- Given task: List each line of the data below that contains the word "irrigation".
-------------------------
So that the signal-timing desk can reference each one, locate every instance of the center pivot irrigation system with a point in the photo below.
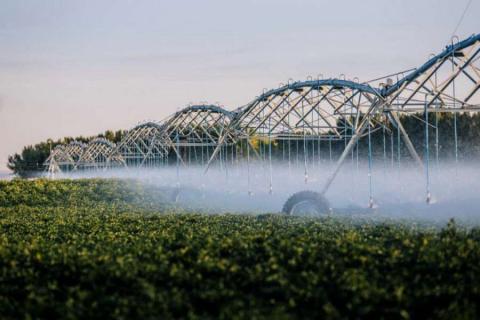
(294, 121)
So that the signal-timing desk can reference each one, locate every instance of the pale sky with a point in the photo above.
(71, 68)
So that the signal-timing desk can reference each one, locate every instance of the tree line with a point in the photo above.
(30, 161)
(383, 141)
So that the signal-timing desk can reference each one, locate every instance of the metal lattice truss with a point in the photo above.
(144, 145)
(100, 153)
(449, 81)
(321, 108)
(65, 157)
(198, 125)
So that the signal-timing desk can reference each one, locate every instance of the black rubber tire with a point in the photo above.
(316, 199)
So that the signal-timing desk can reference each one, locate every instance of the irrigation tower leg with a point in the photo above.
(358, 133)
(407, 141)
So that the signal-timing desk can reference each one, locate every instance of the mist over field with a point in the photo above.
(398, 192)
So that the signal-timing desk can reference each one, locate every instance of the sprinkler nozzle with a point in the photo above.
(370, 203)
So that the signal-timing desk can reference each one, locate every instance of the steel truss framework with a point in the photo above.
(65, 157)
(315, 109)
(100, 153)
(143, 146)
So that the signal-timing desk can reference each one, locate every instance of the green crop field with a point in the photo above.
(111, 249)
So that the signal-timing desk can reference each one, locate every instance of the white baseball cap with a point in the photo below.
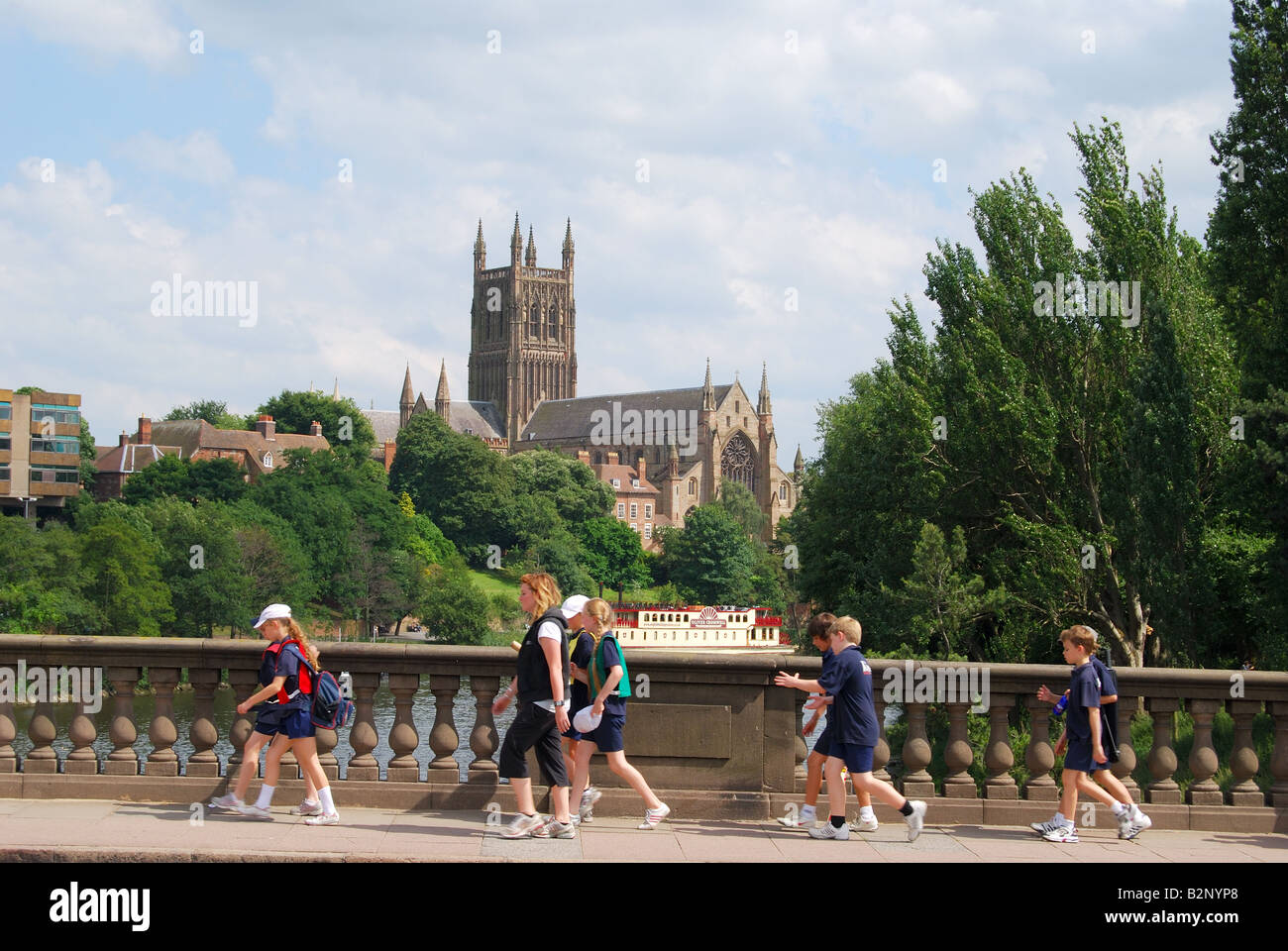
-------------------------
- Solution to this task:
So that the signal-timing desk can reference each one, locate every instance of the center pivot irrigation system with a point in the photo below.
So that the signal-timing desk can reference each one, locate every instance of the irrigation tower leg with a point in the photo above.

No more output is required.